* START INFORMATION GIVEN *
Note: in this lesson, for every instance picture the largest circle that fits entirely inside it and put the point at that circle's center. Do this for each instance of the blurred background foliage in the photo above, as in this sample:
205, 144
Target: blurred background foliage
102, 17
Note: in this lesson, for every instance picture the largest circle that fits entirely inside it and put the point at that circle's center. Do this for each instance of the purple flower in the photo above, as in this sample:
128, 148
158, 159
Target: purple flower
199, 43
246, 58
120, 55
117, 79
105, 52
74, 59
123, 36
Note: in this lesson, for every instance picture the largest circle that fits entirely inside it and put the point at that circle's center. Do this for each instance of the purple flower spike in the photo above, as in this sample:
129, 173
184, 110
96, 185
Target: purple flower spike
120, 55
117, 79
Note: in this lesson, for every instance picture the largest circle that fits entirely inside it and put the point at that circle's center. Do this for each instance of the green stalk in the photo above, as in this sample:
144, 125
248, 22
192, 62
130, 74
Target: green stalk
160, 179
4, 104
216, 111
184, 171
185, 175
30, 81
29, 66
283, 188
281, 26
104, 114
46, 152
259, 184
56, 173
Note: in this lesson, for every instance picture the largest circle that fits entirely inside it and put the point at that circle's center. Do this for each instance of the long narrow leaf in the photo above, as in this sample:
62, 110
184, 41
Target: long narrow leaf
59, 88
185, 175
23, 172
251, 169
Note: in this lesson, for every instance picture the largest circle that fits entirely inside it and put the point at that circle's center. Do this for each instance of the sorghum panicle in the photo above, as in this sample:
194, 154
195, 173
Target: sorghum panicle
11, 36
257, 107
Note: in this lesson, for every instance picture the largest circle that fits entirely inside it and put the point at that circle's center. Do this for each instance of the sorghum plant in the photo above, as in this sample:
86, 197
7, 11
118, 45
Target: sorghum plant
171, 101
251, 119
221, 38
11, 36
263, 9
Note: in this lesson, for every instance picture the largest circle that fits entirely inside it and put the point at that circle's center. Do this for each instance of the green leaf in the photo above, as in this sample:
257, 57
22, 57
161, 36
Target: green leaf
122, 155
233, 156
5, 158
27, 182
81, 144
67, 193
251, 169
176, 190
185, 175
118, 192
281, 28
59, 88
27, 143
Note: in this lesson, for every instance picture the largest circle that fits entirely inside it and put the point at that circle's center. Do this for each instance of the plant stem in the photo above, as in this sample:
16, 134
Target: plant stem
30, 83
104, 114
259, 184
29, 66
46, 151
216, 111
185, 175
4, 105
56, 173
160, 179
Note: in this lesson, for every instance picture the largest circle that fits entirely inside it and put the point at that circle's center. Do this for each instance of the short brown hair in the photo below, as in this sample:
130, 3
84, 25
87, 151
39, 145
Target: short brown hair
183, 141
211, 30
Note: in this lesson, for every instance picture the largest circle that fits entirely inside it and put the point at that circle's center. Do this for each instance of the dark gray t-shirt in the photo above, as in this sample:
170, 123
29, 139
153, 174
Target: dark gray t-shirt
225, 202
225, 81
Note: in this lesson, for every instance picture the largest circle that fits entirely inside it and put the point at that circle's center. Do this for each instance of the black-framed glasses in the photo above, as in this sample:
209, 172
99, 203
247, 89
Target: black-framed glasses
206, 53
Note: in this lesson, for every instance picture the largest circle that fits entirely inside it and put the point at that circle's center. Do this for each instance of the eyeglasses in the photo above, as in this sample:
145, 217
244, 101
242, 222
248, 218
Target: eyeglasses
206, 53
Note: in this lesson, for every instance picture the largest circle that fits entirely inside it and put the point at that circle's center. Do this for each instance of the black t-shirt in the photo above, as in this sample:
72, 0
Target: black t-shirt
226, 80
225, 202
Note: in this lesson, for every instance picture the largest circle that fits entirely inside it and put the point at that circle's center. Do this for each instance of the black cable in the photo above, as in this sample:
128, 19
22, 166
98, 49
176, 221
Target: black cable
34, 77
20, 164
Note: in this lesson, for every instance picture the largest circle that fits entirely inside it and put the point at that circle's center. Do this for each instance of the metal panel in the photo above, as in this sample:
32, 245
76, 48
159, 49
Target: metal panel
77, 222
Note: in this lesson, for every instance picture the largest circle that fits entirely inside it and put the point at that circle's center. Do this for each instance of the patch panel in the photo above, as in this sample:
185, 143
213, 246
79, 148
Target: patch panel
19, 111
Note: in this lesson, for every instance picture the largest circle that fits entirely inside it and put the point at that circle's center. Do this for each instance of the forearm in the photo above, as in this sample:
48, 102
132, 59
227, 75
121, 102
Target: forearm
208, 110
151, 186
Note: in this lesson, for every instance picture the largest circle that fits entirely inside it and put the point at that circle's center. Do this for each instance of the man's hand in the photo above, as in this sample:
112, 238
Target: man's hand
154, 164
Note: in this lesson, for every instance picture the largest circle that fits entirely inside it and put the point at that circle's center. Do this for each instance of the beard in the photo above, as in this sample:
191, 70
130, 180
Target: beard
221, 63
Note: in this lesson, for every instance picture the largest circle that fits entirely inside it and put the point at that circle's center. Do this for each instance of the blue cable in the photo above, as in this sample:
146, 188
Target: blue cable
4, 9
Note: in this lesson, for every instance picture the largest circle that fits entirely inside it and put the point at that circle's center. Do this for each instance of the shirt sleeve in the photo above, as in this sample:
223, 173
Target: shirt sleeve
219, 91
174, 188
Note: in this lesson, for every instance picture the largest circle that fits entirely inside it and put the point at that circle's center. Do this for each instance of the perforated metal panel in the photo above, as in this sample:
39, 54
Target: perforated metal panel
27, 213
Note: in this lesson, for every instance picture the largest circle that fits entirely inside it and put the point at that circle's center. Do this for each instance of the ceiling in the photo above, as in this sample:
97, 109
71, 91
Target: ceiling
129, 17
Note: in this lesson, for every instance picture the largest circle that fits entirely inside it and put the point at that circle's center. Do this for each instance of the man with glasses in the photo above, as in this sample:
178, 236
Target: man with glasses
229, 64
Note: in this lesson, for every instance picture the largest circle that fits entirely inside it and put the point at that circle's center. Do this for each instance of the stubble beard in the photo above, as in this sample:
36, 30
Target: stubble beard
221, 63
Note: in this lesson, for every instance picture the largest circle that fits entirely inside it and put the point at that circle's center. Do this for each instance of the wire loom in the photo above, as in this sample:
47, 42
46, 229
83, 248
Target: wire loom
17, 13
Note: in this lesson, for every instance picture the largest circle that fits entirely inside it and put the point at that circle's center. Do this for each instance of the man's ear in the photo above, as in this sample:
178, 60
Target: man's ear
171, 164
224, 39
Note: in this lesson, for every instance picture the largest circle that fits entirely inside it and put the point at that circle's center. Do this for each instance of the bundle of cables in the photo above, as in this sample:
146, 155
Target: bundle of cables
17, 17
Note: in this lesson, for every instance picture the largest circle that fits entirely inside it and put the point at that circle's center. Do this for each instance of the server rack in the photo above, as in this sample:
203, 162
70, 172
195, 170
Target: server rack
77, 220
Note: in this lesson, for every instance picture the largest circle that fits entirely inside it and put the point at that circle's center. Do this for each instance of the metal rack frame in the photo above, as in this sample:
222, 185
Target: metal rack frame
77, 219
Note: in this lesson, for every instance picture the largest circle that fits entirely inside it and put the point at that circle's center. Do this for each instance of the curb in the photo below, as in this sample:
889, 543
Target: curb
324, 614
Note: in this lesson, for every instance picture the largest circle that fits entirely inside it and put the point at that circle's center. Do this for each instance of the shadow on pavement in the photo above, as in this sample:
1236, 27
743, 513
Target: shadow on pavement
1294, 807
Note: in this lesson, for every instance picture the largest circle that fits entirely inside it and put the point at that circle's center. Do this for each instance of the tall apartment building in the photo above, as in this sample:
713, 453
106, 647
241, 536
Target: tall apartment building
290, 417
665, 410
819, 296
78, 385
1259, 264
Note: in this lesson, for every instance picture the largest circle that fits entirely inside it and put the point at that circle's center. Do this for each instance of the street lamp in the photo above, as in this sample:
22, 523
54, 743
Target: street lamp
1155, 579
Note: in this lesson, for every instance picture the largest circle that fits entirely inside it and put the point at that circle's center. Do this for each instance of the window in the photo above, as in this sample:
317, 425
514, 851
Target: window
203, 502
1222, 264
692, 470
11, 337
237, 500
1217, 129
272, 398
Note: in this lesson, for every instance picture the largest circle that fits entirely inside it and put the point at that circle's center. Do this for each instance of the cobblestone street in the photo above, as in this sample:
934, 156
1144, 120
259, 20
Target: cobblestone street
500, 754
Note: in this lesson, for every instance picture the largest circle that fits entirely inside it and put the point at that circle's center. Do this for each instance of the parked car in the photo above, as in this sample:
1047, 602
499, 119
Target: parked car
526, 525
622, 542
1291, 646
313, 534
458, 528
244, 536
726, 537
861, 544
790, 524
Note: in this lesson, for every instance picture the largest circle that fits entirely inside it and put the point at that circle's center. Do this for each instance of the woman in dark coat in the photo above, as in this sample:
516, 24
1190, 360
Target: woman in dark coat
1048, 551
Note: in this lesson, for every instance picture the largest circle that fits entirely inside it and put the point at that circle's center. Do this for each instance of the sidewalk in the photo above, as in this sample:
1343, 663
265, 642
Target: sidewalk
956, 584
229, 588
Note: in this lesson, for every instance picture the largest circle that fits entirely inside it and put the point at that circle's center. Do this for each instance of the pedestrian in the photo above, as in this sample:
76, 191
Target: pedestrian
* END INFORMATION GIVEN *
Output exactly the lines between the one containing "of the woman" and the final line above, both inclusive.

*SOLUTION FOR THIS EXERCISE*.
Note: in this lesson, for every instance picture the largest circle that fits entirely inside it and put the point at that circle's center. Do this for each instance of the woman in dark coat in the photo above, as in this sample:
516, 24
1190, 360
Target: woman in dark coat
1048, 551
Note: in this lesson, for every instance picture the largest circle that fits entirely inside it and put the point at that circle's center. Do this for each instance of the sidewalk in the photo above, as in this sample:
1343, 663
265, 642
Target: sidewalk
956, 584
229, 588
Note: in this lesson, for every instance picture the largest circle that fits entirely inside it and put the point at that circle's center. Do this for each instance of the pedestrian in the photo above, as in this sample:
76, 191
Target: pedestrian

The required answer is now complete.